§ **Passage shown**:

-- Opening Marker --

In May 2005, the U.S. Forest Service completed its evaluation of the risk of wildfire and insect loss to approximately 44,000 acres in the Smith Creek/Shields River area of the Gallatin National Forest, north of Livingston, Montana. The Forest Service concluded that there was a high risk of wildfire in the area, which, coupled with limited access, formed unsafe conditions for the public, including residents who live on private property within the national forest, and firefighters. In addition, Park County’s Wildfire Protection Plan, completed in the spring of 2006, identified the Smith Creek area as a priority “wildland-urban interface area” at high risk from wildfire and thus a priority for fuels reduction projects. In response, the Forest Service developed—with comments from adjacent private homeowners and state, county, and local officials and groups—the “Smith Creek Vegetation Treatment Project” in order to address the dangerous fuel buildups and mitigate the risk of catastrophic wildfire and its potentially devastating impacts on human beings.

The Forest Service project would reduce fuel loads on a maximum of 1,110 acres, in 10 separate units, by thinning medium- and large-diameter green conifers, selectively harvesting insect- or disease-damaged conifers, cutting small-diameter conifers, slashing trees that encroach into meadows or aspen stands, prescribed burning in meadows and the understory of treated stands, and piling and removing or burning downed woody debris. In addition, a local, quasi-governmental association was formed to provide grant monies to local landowners to conduct fuels reduction projects on their private lands.

In July 2008, after unsuccessful administrative appeals of the Forest Service plan, two environmental groups and a summer resident of the area sued the Forest Service alleging that the plan violated the National Environmental Policy Act (NEPA) as well as the National Forest Management Act (NFMA); given the importance of the project, a Montana federal district court set an expedited briefing schedule. Then, in mid-August 2008, full-time residents and local property owners, Janet and Ronald Hartman of Wilsall, Montana, intervened in the case.

-- Closing Marker --

§ **Data listing**:
-- Opening Marker --

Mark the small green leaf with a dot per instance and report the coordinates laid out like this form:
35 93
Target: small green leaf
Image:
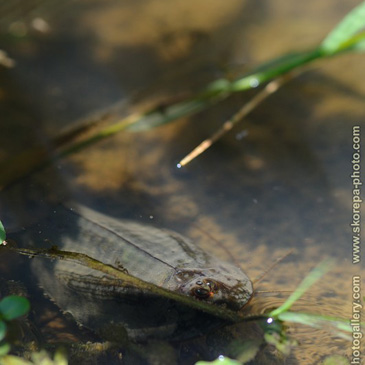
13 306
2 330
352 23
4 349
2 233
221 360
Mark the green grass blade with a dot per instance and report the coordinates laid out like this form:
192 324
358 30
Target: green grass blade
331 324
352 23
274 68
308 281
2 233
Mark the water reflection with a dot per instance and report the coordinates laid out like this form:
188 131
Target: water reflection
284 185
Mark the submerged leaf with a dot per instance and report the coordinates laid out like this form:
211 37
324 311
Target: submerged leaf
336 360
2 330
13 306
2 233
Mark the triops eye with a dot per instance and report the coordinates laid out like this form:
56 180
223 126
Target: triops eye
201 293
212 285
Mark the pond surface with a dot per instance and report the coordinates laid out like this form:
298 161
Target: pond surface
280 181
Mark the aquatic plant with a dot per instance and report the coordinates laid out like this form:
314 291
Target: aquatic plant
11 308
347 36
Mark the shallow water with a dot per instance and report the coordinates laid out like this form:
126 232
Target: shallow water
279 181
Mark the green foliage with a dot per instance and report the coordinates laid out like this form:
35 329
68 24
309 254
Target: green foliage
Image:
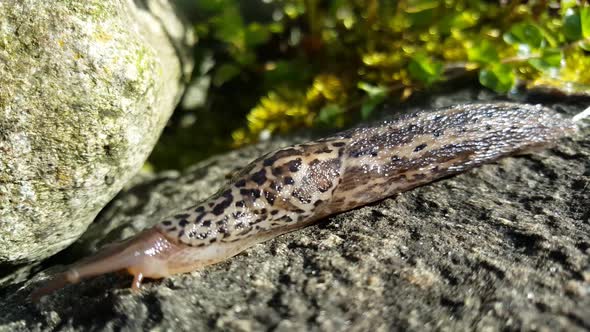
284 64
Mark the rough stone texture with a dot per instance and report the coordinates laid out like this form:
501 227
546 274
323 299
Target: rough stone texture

-- Closing Marker --

How would you put this sentence from the Smith Creek wildfire passage into Spanish: "In addition, a local, quasi-governmental association was formed to provide grant monies to local landowners to conduct fuels reduction projects on their private lands."?

Además, se formó una asociación local cuasigubernamental para otorgar fondos de subvención a los propietarios locales a fin de que llevaran a cabo proyectos de reducción de combustibles en sus terrenos privados.